[[ Source document, beginning ]]

Kenneth is a rural citizen of Hamilton, Ala., and has begun to observe life and certain things and people helping him to write about them.
An Introduction Such as This
needs a steady hand as well as a sturdy thought strand. Why? Check the topic: Mother. Yours and mine. And any attempt that I write to try and (truly) define the term, Motherhood, to such an understood item, would give me the shakes--worse than a rough Saturday night drinking cheap whiskey and losing poker money.
But on the other hand, I am not about to try and emulate (a) Paul Harvey, Lewis Grizzard or Dr. Hunter S. Thompson because in (this) arena, I would be lost, start to panic at the IQ amount given by each prolific writer, and just cut and run. Nobody, I think, would stand in judgement if I did.
But I won't. I will do my best to give my best and bear it all that is anything decent, fair, loving, and patient: my mom. A woman by the Grand Design, Maker, and never complained at her lot in life that I can tell you here and now, her life was sad, depressing, and from my eyes (at ages 7 through 12), it looked as she was being either put on trial for some dark sin or being punished for something she did and never understood. People with narrowness of mind and sight all hated my mom and even to this day, I am left to wonder why when I know that she only did her best and even swallowed a lot of these stiff-necked lizards just to let me have a meal before bed. The details of "these" situations stem from my dad's family--most of them died before she did. Although she showed my dad, her husband, his due respect in his bereavement and never shed a tear. I didn't either. I could have easily acted like I was going to miss these inlaws, but God is all-seeing--inside and out, so I just stood it. When I was a kid, my grandpa hated me and treated me like I was some stray dog looking for water. And this was not by accident, but on purpose. And you have to wonder why my eyes were not filled with sadness?

[[ Source document, end ]]

# What to do
1. Write out the essay's text between "But on the other" and "judgement if I did.", inclusive.
2. Answer these questions from the essay:
(a) Of what town is Kenneth a rural citizen?
(b) Which three writers does the essay say it will not try to emulate?
(c) At what ages did the writer watch his mom's life?
The items after this essay come from a different source.

[[ Data for analysis, beginning ]]

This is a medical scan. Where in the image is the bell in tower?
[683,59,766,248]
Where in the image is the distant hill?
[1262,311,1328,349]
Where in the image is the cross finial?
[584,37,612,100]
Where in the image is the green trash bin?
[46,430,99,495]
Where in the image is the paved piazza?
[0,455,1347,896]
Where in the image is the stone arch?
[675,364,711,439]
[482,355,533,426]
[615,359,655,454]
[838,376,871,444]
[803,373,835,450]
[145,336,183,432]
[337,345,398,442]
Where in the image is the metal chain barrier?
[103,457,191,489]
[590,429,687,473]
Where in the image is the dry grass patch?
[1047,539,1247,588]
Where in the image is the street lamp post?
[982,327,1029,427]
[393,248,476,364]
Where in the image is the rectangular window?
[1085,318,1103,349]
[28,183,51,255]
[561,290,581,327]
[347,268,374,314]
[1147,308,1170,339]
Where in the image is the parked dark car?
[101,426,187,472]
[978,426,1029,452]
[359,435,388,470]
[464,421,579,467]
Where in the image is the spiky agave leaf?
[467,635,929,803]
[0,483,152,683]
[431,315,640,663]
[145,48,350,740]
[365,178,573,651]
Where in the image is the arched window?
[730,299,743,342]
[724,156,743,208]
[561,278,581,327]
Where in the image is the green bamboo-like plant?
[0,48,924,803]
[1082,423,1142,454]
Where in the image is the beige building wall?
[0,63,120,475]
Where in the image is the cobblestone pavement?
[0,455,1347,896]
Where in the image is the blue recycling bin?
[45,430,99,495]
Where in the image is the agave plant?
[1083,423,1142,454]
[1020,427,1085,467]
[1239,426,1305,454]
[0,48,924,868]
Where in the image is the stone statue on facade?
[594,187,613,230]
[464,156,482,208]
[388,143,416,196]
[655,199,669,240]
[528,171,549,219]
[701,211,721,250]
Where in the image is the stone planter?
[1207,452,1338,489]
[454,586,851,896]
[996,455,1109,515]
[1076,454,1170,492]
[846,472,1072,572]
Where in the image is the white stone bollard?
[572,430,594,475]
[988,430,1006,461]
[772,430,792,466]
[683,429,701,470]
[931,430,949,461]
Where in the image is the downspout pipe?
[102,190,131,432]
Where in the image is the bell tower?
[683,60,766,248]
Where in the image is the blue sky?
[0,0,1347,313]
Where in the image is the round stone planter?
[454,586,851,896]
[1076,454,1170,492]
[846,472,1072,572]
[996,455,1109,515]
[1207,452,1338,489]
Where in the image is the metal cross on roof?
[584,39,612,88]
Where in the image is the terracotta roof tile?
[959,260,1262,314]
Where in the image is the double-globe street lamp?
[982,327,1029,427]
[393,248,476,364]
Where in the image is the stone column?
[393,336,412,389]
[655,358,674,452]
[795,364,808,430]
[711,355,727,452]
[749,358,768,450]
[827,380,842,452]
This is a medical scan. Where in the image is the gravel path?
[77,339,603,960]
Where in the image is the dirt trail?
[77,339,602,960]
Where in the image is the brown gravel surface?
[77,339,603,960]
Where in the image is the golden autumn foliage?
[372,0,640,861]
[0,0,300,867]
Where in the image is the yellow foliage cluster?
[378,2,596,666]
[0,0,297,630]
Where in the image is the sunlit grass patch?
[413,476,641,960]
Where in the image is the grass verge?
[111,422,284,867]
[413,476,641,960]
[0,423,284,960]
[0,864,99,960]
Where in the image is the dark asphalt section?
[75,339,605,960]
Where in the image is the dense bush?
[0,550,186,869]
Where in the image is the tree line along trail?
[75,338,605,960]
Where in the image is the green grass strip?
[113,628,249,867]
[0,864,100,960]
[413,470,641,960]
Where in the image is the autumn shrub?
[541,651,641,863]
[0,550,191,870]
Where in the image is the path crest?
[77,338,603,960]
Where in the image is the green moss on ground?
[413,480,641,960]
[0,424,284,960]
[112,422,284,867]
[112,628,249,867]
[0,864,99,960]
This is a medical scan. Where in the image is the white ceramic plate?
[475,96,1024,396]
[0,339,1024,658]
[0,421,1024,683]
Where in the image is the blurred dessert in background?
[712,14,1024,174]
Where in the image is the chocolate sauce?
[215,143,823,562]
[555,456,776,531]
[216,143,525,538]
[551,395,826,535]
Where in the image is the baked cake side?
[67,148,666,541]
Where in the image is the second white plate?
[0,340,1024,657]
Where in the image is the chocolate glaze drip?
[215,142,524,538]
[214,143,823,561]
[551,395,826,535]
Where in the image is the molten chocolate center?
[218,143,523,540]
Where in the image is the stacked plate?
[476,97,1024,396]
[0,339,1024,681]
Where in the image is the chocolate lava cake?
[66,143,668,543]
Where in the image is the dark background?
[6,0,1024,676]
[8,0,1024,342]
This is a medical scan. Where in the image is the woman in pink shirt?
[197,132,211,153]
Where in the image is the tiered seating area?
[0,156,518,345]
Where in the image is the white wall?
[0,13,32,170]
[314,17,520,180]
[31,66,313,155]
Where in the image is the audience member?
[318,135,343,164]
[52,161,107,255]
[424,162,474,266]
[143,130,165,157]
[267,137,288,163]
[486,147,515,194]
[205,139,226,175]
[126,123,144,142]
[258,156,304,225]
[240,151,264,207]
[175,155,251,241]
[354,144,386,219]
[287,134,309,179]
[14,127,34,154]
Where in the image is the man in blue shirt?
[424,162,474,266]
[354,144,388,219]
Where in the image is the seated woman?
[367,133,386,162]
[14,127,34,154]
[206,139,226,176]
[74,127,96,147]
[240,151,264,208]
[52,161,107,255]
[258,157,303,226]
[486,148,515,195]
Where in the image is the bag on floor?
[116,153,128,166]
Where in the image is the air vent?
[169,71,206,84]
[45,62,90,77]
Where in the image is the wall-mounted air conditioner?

[[ Data for analysis, end ]]

# Responses by task
1.
But on the other hand, I am not about to try and emulate (a) Paul Harvey, Lewis Grizzard or Dr. Hunter S. Thompson because in (this) arena, I would be lost, start to panic at the IQ amount given by each prolific writer, and just cut and run. Nobody, I think, would stand in judgement if I did.

2.
(a) Hamilton, Ala.
(b) Paul Harvey, Lewis Grizzard and Dr. Hunter S. Thompson
(c) Ages 7 through 12